>> START TEXT SECTION

U.S. Senator Ben Cardin

Letters From Ben

October 8, 2022

Joy and Trepidation

Dear Fellow Marylanders, 

Since 1917, the Supreme Court of the United States has begun its term on the first Monday of October. This week was no exception. What made this year special was the presence of new associate justice, Ketanji Brown Jackson – the first Black woman to serve on the Court in its entire 233-year history.

Justice Jackson is one of the most qualified individuals ever nominated to this lifetime position. She also brings with her a unique perspective, not only as the first Black woman, but as the first public defender on the Supreme Court. Justice Jackson will be the first justice with any significant criminal defense experience since the retirement of Justice (and Marylander) Thurgood Marshall in 1991.

It was a joy to see Justice Jackson in her ceremonial black robe standing side-by-side with the other justices and then hear her actively participate in the oral arguments on her first day. This intense emotion and pride is matched only by the trepidation I feel about what is to come from the 6-3 conservative majority.

>> END TEXT SECTION
>> START DATA ENTRIES

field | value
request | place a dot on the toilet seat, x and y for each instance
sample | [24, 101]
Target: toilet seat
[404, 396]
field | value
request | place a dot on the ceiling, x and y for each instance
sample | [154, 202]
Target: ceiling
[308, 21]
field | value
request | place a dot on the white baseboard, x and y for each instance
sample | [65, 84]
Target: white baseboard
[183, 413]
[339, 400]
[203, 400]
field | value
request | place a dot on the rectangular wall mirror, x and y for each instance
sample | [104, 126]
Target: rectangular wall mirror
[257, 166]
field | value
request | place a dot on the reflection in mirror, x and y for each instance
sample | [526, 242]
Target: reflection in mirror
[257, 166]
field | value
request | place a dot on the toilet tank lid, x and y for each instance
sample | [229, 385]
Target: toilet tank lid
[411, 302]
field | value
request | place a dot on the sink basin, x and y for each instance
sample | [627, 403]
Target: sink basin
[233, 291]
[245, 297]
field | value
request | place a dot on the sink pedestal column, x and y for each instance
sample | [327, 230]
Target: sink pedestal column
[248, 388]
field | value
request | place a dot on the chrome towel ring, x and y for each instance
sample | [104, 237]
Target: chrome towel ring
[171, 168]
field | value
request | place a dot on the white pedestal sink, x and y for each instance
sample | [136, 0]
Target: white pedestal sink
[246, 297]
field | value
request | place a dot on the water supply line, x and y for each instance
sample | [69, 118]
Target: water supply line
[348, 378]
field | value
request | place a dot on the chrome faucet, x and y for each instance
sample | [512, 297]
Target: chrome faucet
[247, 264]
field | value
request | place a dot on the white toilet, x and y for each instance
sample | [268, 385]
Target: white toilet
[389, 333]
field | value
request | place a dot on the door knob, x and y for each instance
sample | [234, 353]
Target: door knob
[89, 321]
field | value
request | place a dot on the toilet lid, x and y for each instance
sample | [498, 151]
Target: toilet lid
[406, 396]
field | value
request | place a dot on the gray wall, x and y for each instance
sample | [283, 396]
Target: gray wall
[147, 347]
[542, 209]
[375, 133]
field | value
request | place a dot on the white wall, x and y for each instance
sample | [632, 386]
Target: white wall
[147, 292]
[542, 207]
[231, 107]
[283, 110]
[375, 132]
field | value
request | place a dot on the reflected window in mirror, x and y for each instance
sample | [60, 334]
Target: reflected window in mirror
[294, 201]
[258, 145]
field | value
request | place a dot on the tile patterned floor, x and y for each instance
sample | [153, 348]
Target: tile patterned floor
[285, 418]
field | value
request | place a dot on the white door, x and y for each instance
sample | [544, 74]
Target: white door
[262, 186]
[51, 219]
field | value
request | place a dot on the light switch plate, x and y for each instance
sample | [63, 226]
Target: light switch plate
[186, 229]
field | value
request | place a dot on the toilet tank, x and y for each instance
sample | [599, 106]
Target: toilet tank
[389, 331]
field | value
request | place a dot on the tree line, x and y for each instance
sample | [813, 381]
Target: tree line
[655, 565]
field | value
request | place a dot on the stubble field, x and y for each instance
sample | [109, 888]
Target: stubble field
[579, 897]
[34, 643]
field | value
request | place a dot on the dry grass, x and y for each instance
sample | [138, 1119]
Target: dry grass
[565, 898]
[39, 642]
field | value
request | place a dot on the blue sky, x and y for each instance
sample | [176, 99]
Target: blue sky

>> END DATA ENTRIES

## [WHAT TO PRODUCE]
Write the next part of the letter about Justice Ketanji Brown Jackson joining the Supreme Court, starting right after its last sentence.

## [TASK OUTPUT]
Justice Jackson is an inspired addition to the high court, but the conservatives, led by Clarence Thomas and bolstered by Trump appointees Gorsuch, Kavanaugh and Coney Barrett, have no incentive to reach any consensus with the progressive minority. We saw this with the Dobbs vs. Jackson ruling that obliterated 50 years of precedent by overturning Roe v. Wade, as well as Planned Parenthood v. Casey.

As I’ve said before – and will say over again – the Dobbs decision will go down as one of the worst decisions in the history of the Supreme Court. Yes, overturning precedent has its own precedent, including Brown v. Board of Education of Topeka overturning Plessy v. Ferguson’s “separate but equal” doctrine. Or Lawrence v. Texas overturned Bowers v. Hardwick to decriminalize same sex relations, among others.

Different from these historic cases, in the Dobbs decision, the Supreme Court acted to take away an individual right that it had recognized previously, leaving women today and in the future with less freedom than their mothers and grandmothers. This goes against the fundamental role of the high court, which is to expand rights. Individuals who are now facing potential health risks and life-changing options are forced to navigate a patchwork of increasingly restrictive state laws.

Sadly, the Dobbs decision was not based on a change in the law, only a change in the members of the Supreme Court.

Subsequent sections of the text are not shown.